_Exercise directions_: Edit the items below from the line containing "the mountain range" through the end, replacing "distant" with "faraway" and leaving everything else unchanged. Return only those lines.

_The data_:
================

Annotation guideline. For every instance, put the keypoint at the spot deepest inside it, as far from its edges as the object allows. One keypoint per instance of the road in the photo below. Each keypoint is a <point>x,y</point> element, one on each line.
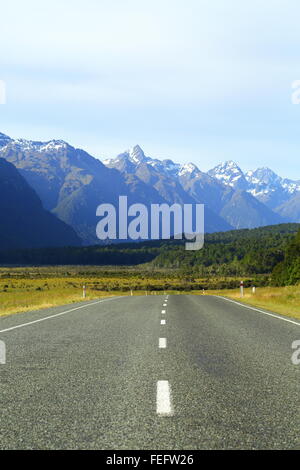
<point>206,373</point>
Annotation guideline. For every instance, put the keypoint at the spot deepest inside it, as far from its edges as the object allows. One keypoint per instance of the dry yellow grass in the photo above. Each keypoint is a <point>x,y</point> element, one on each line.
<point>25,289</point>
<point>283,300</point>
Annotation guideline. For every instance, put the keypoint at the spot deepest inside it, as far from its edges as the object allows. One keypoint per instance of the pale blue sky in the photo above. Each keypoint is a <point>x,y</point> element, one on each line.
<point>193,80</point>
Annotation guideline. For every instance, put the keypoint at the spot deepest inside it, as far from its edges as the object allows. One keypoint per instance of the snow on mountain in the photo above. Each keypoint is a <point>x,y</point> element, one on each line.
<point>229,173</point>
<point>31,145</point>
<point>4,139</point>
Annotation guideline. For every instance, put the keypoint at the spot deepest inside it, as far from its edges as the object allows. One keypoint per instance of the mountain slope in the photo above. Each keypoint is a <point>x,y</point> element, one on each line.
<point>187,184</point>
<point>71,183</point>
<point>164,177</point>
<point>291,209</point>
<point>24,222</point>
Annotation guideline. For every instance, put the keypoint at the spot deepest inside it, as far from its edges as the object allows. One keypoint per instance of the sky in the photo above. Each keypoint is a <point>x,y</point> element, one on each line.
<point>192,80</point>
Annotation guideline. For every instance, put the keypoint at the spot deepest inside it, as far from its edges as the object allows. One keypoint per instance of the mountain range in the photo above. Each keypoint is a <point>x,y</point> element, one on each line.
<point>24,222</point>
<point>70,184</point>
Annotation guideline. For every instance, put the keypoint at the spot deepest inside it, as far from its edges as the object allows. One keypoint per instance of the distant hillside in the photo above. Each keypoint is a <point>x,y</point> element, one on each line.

================

_Response_:
Annotation guideline. For every instance, put the keypoint at the spot deepest inside it, as far from its edges as the object allows. One keypoint per instance of the mountain range in the photo above. Each keypoint is a <point>x,y</point> element, one on each line.
<point>24,222</point>
<point>70,184</point>
Annotation guideline. For every instance, put the keypoint at the spot deepest inside it, as far from its edges as the object allows. One keypoint per instance of the faraway hillside in the photo above. Each keypoint is a <point>x,y</point> element, one on each line.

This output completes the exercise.